- WRITTEN PROBLEM 1:
According to the excerpt on color datasets, why were the CIE 1964 10° CMFs used for the colorimetric calculations on the Smet et al. data? Answer in one to three sentences.

- EXCERPT TO READ:

1.3.2 Smet et al. data (2017)

To investigate the impact of background chromaticity on the D factor, Smet et al. [19,20] conducted a memory color matching (MCM) experiment for five familiar objects under thirteen illuminations with chromaticities covering a large gamut in the CIE 1976 u₁₀’v₁₀’ chromaticity space. The internal reference of the matching is the familiar object’s memory color (the prototypical color associated with the object in long-term memory [30,31]). There are several advantages of the MCM method over other experimental methodologies: it has a natural viewing condition that avoids the binocular rivalry and the eye movement restriction in the haploscopic matching; it is less time-consuming than the haploscopic matching; it allows for more accurate matches than short-term ‘learned’ memory matching. As D65 is the reference illumination in most of 20^th century datasets, for comparison reasons, only the CC sets from the Smet data with D65 as the reference were retained in the following analyses. For each illumination, (spectral) matching data for the five familiar objects were collected, resulting in five corresponding color pairs per illumination pair. . As the viewing angle (at observer’s position) of the familiar objects were larger than 4°, the CIE 1964 10° CMFs were used for the colorimetric calculations.

1.3.3 Ma et al. data (2020)

Using a similar set-up as Smet et al. [20], Ma et al. did a series of achromatic matching experiments to investigate the influence of adapting field size on the D factor [28]. The same 13 background illuminations were used as for Smet et al. [19,20]. For each adapting field size, 156 CC pairs could be derived (same as for Smet et al. [19,20]). There are two groups of adapting field sizes. In the first group, the field sizes (horizontal × vertical) were 20° × 20°, 40° × 40°, 80° × 66°, with the adapting luminance at 180 cd/m². In the second group, the field sizes were 20° × 20°, 40° × 40°, 60° × 60°, while the vertical illuminance level at eye level (corneal illuminance) was kept constant at 7 lx. Similar with the Smet et al. data, for each adapting field size level, only CC sets with D65 as the reference illumination were kept for the further analyses; and the CIE 1964 10° CMFs were used for the colorimetric calculations.

1.3.4 Wei et al. data (2019)

Wei et al. investigated the joint impact of luminance and correlated color temperature (CCT) on the degree of adaptation in an achromatic matching experiment [27]. The illumination was provided by a lighting booth with a tunable light source and the stimulus was a square area displayed on an iPad Air 2. Note that the adapting luminance reported in the paper was not directly measured on the background configuration, but on a white tile. Consequently, it was impossible to determine the exact adapting luminance. As an approximation, the 40% reflection of the matt grey Munsell N7 sheet was used to estimate the adapting luminance. CCs were collected for 16 illumination conditions, composed of four luminance levels (115, 300, 600, 900 cd/m² measured on the white tile) and four CCTs (2700, 3500, 5000, 6500 K). In addition, for the white tile luminance of 900 cd/m², one illumination with a CCT of 9000 K was also included. For each background condition, there were six luminance levels of the iPad stimuli (100 ∼ 350 cd/m²). The CCs are the X₁₀Y₁₀Z₁₀ tristimulus values determined using the CIE 1964 10° CMFs. As before, for comparison reasons with other datasets, CC sets were composed for each luminance level with D65 as the reference illumination.

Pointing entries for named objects
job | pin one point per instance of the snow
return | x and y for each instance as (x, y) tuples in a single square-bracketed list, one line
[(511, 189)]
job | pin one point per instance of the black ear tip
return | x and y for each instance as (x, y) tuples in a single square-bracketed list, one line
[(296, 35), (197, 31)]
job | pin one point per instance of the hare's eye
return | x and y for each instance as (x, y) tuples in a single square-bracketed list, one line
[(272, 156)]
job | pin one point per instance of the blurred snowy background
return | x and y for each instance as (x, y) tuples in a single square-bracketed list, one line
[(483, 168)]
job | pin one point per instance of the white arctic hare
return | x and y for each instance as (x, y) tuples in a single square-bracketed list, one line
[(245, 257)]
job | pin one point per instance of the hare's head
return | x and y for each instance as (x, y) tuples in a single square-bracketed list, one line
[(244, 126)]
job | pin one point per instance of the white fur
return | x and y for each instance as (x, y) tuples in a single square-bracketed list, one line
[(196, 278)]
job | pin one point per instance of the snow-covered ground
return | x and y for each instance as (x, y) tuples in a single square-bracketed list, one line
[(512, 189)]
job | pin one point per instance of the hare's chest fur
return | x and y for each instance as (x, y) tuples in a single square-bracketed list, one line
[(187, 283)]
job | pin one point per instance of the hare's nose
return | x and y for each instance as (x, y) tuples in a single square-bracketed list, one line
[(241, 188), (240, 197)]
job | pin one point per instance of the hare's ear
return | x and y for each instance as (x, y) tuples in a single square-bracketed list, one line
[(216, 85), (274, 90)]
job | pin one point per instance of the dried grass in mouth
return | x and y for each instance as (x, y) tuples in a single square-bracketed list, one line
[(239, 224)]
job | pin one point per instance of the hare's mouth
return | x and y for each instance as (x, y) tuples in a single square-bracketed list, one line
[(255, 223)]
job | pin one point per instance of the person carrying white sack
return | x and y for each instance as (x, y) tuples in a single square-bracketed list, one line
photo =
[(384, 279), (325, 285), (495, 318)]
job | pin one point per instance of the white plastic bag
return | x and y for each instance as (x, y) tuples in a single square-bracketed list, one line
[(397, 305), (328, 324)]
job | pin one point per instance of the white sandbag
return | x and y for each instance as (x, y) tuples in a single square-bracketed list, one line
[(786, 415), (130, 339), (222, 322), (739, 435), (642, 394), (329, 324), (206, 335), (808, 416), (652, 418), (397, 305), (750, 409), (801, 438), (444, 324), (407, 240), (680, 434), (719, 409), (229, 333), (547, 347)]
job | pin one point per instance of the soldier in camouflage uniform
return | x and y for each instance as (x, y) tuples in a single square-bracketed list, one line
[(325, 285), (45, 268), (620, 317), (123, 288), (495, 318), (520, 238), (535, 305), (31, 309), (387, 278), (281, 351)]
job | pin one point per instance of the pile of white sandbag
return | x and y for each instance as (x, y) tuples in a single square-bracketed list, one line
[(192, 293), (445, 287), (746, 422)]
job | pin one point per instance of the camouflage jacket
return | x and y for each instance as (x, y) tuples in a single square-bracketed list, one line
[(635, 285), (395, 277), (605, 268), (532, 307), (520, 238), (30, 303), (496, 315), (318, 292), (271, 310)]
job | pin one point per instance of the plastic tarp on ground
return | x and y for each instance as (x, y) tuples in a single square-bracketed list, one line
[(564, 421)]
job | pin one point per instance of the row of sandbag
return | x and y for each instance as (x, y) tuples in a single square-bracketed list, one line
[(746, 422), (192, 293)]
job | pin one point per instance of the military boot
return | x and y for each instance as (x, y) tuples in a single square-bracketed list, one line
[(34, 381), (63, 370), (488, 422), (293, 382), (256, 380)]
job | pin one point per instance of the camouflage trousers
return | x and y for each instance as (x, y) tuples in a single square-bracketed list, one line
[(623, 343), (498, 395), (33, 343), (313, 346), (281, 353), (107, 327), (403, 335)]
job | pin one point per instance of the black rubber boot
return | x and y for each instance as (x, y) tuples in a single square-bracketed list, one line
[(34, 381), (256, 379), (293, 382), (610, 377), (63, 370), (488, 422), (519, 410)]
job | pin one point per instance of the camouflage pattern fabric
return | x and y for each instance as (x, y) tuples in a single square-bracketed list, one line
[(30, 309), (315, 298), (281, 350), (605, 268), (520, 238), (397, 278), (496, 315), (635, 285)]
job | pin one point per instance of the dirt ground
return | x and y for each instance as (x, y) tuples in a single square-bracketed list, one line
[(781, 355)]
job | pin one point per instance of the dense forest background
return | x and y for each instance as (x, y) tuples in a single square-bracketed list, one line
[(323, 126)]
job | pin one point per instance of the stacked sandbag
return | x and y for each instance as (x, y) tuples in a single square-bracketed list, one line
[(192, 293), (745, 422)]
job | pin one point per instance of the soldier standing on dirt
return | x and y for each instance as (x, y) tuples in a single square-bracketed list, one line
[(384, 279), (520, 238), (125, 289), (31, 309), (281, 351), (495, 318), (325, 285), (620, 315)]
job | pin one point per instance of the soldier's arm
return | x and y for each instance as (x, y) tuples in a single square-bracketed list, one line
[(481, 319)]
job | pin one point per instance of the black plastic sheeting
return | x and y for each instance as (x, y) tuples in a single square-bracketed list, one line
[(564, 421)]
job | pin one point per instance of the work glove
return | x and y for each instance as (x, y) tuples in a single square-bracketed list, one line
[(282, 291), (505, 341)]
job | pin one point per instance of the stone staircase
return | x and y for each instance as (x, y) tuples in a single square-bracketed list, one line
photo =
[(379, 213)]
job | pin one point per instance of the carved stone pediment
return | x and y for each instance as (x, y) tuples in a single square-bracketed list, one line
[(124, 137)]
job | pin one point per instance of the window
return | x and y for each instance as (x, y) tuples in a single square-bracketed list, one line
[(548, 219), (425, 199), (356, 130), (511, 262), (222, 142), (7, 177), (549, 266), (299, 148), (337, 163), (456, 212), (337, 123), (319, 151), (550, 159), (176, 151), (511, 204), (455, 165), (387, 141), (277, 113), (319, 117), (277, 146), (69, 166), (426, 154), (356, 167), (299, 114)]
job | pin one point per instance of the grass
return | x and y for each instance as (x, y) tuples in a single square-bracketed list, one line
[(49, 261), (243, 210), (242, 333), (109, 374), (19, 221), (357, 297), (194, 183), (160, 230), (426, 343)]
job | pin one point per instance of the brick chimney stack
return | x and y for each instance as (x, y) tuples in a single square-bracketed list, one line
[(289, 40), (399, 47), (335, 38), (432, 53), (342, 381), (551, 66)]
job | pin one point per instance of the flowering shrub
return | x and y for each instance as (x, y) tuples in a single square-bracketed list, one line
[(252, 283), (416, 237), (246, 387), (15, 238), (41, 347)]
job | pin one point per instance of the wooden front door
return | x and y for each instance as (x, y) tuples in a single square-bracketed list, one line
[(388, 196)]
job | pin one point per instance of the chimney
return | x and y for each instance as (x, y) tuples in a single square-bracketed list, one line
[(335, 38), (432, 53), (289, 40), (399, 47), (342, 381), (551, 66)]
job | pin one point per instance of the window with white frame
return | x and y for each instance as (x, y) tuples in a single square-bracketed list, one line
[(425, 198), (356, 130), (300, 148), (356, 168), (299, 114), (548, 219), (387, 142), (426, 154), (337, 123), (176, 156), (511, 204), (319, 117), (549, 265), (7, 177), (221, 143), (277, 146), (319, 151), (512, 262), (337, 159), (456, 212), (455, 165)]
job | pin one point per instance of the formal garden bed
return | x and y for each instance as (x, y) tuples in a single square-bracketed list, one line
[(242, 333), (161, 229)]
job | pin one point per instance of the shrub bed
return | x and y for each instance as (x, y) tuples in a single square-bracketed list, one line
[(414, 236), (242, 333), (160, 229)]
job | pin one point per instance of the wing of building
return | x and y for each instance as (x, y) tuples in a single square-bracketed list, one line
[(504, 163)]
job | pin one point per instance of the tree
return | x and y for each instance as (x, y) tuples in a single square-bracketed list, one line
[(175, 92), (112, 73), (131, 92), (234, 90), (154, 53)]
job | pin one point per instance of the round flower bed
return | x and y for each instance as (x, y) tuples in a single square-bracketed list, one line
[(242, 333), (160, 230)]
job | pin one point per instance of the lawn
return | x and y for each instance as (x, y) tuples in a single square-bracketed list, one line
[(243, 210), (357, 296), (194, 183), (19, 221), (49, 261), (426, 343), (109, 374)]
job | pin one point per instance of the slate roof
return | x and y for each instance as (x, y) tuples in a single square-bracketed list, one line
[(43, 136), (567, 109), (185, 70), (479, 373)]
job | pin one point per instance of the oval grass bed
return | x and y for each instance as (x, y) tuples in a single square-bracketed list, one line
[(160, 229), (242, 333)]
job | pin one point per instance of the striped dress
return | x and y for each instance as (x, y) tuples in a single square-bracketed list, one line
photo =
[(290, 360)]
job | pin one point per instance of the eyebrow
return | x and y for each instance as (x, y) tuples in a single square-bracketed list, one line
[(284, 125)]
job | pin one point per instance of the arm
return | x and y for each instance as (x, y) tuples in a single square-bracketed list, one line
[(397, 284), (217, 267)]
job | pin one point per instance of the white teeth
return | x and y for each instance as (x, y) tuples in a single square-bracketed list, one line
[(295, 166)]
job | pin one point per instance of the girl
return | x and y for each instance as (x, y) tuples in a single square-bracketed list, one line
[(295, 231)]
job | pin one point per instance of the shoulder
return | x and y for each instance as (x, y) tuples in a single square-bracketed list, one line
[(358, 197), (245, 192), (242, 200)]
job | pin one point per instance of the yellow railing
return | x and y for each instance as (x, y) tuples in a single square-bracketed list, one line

- WRITTEN PROBLEM 2:
Please recast the stretch of rows from the start of the rows through the line containing "[(244, 126)]" as a JSON list of strings, one string per line, with blank lines left out.

- RIGHT ANSWER 1:
The familiar objects had a viewing angle larger than 4° at the observer's position, so the CIE 1964 10° CMFs were used for the colorimetric calculations.

- RIGHT ANSWER 2:
[
  "job | pin one point per instance of the snow",
  "return | x and y for each instance as (x, y) tuples in a single square-bracketed list, one line",
  "[(511, 189)]",
  "job | pin one point per instance of the black ear tip",
  "return | x and y for each instance as (x, y) tuples in a single square-bracketed list, one line",
  "[(296, 35), (197, 31)]",
  "job | pin one point per instance of the hare's eye",
  "return | x and y for each instance as (x, y) tuples in a single square-bracketed list, one line",
  "[(272, 156)]",
  "job | pin one point per instance of the blurred snowy background",
  "return | x and y for each instance as (x, y) tuples in a single square-bracketed list, one line",
  "[(483, 168)]",
  "job | pin one point per instance of the white arctic hare",
  "return | x and y for each instance as (x, y) tuples in a single square-bracketed list, one line",
  "[(245, 257)]",
  "job | pin one point per instance of the hare's head",
  "return | x and y for each instance as (x, y) tuples in a single square-bracketed list, one line",
  "[(244, 126)]"
]